[Records of labeled boxes]
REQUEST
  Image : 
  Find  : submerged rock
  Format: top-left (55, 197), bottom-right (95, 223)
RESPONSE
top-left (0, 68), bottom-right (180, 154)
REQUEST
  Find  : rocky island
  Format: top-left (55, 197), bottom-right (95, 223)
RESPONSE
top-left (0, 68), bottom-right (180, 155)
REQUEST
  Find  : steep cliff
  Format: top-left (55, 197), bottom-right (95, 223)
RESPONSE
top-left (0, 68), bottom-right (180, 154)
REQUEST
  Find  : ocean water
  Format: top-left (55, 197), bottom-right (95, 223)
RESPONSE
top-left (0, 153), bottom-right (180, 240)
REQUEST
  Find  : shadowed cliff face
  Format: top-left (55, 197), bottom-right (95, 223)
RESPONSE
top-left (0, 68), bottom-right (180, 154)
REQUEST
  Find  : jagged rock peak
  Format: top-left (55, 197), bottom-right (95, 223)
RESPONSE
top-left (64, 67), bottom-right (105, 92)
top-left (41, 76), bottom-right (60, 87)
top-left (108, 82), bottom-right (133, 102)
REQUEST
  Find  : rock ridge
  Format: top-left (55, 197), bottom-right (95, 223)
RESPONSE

● **What this task involves**
Repeat word for word the part of the material that opens with its first line and closes with the line containing "top-left (0, 68), bottom-right (180, 155)", including both of those lines.

● **Correct result**
REQUEST
  Image : 
  Find  : submerged rock
  Format: top-left (55, 197), bottom-right (95, 223)
RESPONSE
top-left (0, 68), bottom-right (180, 154)
REQUEST
  Find  : rocky island
  Format: top-left (55, 197), bottom-right (95, 223)
RESPONSE
top-left (0, 68), bottom-right (180, 155)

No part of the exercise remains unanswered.